[Supplied material]

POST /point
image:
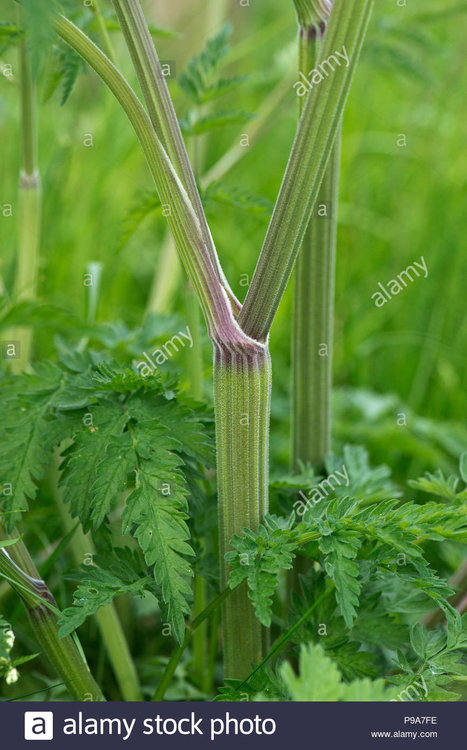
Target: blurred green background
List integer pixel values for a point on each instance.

--

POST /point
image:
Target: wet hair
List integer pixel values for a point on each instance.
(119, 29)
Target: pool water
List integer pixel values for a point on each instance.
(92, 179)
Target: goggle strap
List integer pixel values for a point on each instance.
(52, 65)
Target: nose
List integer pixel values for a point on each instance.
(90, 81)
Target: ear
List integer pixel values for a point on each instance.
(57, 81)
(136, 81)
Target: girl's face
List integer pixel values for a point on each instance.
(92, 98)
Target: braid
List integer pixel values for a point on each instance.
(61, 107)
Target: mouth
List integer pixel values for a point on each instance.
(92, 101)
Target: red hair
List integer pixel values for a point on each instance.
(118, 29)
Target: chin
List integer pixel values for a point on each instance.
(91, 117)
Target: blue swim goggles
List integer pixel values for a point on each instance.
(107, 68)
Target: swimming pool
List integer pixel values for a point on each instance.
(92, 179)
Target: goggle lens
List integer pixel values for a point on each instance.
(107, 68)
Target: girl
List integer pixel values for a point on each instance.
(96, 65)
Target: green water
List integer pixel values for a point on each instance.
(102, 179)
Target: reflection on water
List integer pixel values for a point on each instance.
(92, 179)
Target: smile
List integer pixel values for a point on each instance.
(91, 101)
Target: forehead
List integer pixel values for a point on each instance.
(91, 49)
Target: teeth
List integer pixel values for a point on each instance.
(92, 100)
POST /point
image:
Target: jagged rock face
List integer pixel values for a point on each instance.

==

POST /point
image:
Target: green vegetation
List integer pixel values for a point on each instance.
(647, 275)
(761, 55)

[Instructions for the task] Collect every line of the records above that contains the word "water", and list those lines.

[Solution to this task]
Target: pool water
Target: green water
Target: reflection on water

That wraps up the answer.